Coordinate annotation entries
* * * * * * *

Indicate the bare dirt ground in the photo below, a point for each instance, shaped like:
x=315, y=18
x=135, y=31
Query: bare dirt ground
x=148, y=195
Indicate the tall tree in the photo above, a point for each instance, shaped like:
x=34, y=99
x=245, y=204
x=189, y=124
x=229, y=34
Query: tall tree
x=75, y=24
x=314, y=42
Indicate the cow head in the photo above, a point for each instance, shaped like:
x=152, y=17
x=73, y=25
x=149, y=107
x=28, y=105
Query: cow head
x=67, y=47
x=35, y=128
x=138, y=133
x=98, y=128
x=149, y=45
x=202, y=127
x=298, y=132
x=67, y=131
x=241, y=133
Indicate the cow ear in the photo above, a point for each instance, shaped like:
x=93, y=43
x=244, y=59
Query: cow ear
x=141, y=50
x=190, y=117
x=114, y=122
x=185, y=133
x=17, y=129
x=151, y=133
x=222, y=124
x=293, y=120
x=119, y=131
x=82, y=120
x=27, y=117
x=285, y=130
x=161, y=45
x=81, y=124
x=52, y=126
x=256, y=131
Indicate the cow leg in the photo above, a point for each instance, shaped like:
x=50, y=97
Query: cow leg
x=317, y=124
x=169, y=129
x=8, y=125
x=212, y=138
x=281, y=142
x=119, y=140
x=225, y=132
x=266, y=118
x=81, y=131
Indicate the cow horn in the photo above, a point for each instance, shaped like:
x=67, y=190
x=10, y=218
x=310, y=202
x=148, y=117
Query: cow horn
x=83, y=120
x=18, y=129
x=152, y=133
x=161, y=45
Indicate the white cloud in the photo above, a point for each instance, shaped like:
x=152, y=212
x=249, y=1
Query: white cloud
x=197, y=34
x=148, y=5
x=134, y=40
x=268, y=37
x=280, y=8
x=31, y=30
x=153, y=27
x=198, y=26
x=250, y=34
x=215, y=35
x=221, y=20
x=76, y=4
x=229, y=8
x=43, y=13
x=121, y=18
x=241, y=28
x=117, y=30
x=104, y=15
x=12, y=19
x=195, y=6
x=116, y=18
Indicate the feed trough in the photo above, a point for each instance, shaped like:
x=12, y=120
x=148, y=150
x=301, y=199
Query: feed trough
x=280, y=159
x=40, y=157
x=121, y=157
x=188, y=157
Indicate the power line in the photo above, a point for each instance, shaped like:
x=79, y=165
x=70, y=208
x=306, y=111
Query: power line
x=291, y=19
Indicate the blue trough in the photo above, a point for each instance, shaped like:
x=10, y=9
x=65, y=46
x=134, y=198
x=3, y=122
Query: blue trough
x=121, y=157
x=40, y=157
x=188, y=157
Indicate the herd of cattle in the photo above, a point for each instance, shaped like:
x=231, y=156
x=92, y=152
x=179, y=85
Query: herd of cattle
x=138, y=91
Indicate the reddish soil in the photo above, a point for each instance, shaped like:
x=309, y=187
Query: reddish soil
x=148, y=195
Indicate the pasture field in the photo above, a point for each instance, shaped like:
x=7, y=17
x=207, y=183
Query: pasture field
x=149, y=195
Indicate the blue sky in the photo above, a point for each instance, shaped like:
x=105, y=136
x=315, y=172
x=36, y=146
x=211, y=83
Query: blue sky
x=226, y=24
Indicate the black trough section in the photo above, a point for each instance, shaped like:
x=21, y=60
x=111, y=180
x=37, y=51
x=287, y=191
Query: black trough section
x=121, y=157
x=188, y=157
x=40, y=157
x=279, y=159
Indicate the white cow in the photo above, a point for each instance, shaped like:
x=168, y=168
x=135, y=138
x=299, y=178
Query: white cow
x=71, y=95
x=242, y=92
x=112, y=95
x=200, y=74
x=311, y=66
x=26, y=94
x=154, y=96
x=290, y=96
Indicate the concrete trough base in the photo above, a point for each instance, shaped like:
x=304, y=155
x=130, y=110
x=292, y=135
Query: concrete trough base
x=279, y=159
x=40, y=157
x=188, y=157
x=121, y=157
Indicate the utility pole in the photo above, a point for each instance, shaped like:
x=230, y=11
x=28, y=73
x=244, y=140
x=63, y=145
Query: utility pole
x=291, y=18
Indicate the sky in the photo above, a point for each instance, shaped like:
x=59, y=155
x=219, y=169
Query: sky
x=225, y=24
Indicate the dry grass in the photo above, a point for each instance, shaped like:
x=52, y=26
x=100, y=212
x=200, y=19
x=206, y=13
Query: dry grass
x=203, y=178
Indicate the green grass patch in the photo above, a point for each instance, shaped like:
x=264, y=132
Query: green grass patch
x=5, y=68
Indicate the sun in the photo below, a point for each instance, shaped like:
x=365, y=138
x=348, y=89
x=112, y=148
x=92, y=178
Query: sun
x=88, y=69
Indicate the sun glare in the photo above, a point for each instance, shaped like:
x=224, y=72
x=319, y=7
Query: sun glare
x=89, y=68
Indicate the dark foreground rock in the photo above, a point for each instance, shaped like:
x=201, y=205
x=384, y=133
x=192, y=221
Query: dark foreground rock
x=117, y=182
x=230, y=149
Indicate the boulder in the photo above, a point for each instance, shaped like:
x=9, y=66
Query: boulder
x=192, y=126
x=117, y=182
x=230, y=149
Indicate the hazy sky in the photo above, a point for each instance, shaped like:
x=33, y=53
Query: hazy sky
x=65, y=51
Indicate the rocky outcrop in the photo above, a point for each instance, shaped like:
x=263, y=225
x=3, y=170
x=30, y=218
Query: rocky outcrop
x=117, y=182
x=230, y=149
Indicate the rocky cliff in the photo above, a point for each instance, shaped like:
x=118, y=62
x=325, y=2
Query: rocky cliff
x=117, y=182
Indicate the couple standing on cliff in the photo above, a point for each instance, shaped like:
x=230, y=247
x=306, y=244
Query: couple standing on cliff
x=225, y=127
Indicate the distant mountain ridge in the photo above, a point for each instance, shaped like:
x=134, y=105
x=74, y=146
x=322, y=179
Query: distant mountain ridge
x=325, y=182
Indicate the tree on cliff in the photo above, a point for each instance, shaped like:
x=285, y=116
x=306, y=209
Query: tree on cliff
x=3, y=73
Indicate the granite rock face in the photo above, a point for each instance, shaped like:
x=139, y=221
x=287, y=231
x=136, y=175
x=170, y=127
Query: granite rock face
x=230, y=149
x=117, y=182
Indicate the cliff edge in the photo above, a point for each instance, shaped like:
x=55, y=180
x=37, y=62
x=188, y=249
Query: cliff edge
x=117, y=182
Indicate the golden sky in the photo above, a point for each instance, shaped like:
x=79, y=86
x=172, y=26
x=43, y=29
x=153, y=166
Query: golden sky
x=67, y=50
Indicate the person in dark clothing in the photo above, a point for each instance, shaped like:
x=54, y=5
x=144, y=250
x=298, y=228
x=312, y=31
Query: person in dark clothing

* * * * * * *

• _DO THIS_: Write out every item above again, replacing "Indicate" with "Mark" and leaving everything else unchanged.

• _THE REPLY_:
Mark the bare dirt ground in the photo below, a point for each instance, shaped like:
x=315, y=18
x=135, y=31
Query: bare dirt ground
x=148, y=195
Mark the tall tree in the photo above, a point for each instance, shaped like:
x=34, y=99
x=245, y=204
x=189, y=124
x=229, y=34
Query: tall tree
x=75, y=24
x=314, y=42
Mark the cow head in the photo above, a point for each instance, shaped like:
x=152, y=17
x=73, y=25
x=149, y=107
x=28, y=105
Query: cow head
x=67, y=47
x=35, y=128
x=138, y=133
x=98, y=128
x=149, y=45
x=202, y=127
x=298, y=132
x=67, y=131
x=241, y=133
Mark the cow ear in the photo above, a point for each instance, shaped like:
x=93, y=43
x=244, y=59
Query: cow ear
x=141, y=50
x=190, y=117
x=114, y=122
x=185, y=133
x=17, y=129
x=151, y=133
x=222, y=124
x=293, y=120
x=119, y=131
x=82, y=120
x=27, y=117
x=285, y=130
x=161, y=45
x=81, y=124
x=52, y=126
x=256, y=131
Mark the cow leg in the photo above, a point for each instance, shaped like:
x=50, y=97
Query: cow leg
x=317, y=124
x=169, y=129
x=8, y=125
x=212, y=138
x=281, y=142
x=119, y=140
x=225, y=132
x=266, y=118
x=81, y=131
Mark the cow horn in the photo above, a point for each instance, shaped like:
x=67, y=190
x=10, y=218
x=310, y=202
x=148, y=117
Query: cow horn
x=83, y=120
x=18, y=129
x=152, y=133
x=161, y=45
Mark the white cloud in the photo above, a point for each instance, shaped like:
x=152, y=212
x=249, y=1
Query: white cloud
x=197, y=34
x=148, y=5
x=134, y=40
x=268, y=37
x=280, y=8
x=31, y=30
x=153, y=27
x=198, y=26
x=250, y=34
x=215, y=35
x=221, y=20
x=76, y=4
x=229, y=8
x=43, y=13
x=121, y=18
x=241, y=28
x=117, y=30
x=104, y=15
x=12, y=19
x=195, y=6
x=116, y=18
Mark the feed trough in the photo above, a point for each instance, shaped like:
x=12, y=120
x=148, y=150
x=301, y=199
Query: feed trough
x=280, y=159
x=40, y=157
x=121, y=157
x=188, y=157
Mark the power line in the photo above, a point for each instance, shaped like:
x=79, y=165
x=70, y=208
x=306, y=111
Query: power line
x=291, y=19
Mark the blue trough in the photo above, a point for each instance, shaped like:
x=10, y=9
x=65, y=46
x=134, y=198
x=3, y=122
Query: blue trough
x=121, y=157
x=40, y=157
x=188, y=157
Mark the herd of cattle in the photo above, a point for each instance, shaped like:
x=231, y=156
x=92, y=152
x=179, y=85
Query: herd of cattle
x=138, y=91
Mark the reddish soil in the photo above, a point for each instance, shaped like:
x=309, y=187
Query: reddish soil
x=148, y=195
Mark the pasture field in the photo above, a point for each instance, shaped like:
x=7, y=17
x=207, y=183
Query: pasture field
x=149, y=195
Mark the blue sky in the photo above, a point for each instance, shaped like:
x=105, y=136
x=315, y=172
x=36, y=146
x=211, y=83
Query: blue sky
x=226, y=24
Mark the black trough section in the photo above, a point for each instance, shaped like:
x=21, y=60
x=111, y=180
x=37, y=51
x=287, y=191
Query: black trough section
x=121, y=157
x=188, y=157
x=40, y=157
x=279, y=159
Mark the white cow in the photo above, a point for each instance, shaped like:
x=168, y=168
x=135, y=138
x=299, y=178
Query: white cow
x=71, y=95
x=242, y=92
x=112, y=95
x=200, y=74
x=311, y=66
x=26, y=94
x=154, y=96
x=290, y=96
Mark the concrete trough base in the photo above, a point for each instance, shaped like:
x=304, y=155
x=130, y=110
x=292, y=135
Query: concrete trough base
x=279, y=159
x=40, y=157
x=188, y=157
x=121, y=157
Mark the utility pole in the photo above, a point for each instance, shaped like:
x=230, y=11
x=28, y=73
x=244, y=140
x=63, y=145
Query: utility pole
x=291, y=18
Mark the sky in the photo above, a point for each instance, shaped like:
x=59, y=155
x=219, y=169
Query: sky
x=225, y=24
Mark the dry grass in the photo above, a point for each instance, shaped like:
x=52, y=26
x=100, y=212
x=200, y=19
x=206, y=13
Query: dry grass
x=203, y=178
Mark the green grass patch in the photo above, a point for each instance, shaped like:
x=264, y=132
Query: green grass patch
x=5, y=68
Mark the sun in the photo below, a point for each instance, shaped like:
x=365, y=138
x=348, y=89
x=112, y=148
x=92, y=178
Query: sun
x=88, y=69
Mark the sun glare in the photo above, a point for each instance, shaped like:
x=224, y=72
x=319, y=7
Query: sun glare
x=89, y=68
Mark the dark foreground rock in the photo above, a point for each instance, shaped like:
x=201, y=205
x=384, y=133
x=192, y=221
Query: dark foreground rock
x=117, y=182
x=230, y=149
Mark the boulder in the photo above, a point for each instance, shaped like:
x=9, y=66
Query: boulder
x=192, y=126
x=117, y=182
x=230, y=149
Mark the hazy sky in the photo above, a point for each instance, shaped like:
x=33, y=53
Query: hazy sky
x=65, y=51
Mark the rocky outcrop in the photo above, a point for each instance, shaped like:
x=263, y=225
x=3, y=170
x=30, y=218
Query: rocky outcrop
x=117, y=182
x=230, y=149
Mark the rocky cliff in the photo above, a point for each instance, shaped like:
x=118, y=62
x=325, y=2
Query: rocky cliff
x=117, y=182
Mark the couple standing on cliff in the photo above, a point for each instance, shaped like:
x=230, y=247
x=306, y=244
Query: couple standing on cliff
x=225, y=127
Mark the distant mountain ridge in the photo above, a point for each instance, shaped like:
x=134, y=105
x=74, y=146
x=322, y=179
Query: distant mountain ridge
x=325, y=182
Mark the tree on cliff in the photo above, a point for each instance, shaped like:
x=285, y=116
x=306, y=209
Query: tree on cliff
x=3, y=73
Mark the granite rock face in the photo above, a point for each instance, shaped like:
x=139, y=221
x=287, y=231
x=136, y=175
x=170, y=127
Query: granite rock face
x=230, y=149
x=117, y=182
Mark the cliff edge in the photo above, a point for each instance, shaped like:
x=55, y=180
x=37, y=62
x=188, y=249
Query: cliff edge
x=117, y=182
Mark the golden sky in the photo above, a point for each instance, shaped like:
x=79, y=86
x=172, y=26
x=43, y=29
x=153, y=166
Query: golden sky
x=67, y=50
Mark the person in dark clothing in the photo above, a point for each instance, shaped like:
x=54, y=5
x=144, y=250
x=298, y=228
x=312, y=31
Query: person in dark clothing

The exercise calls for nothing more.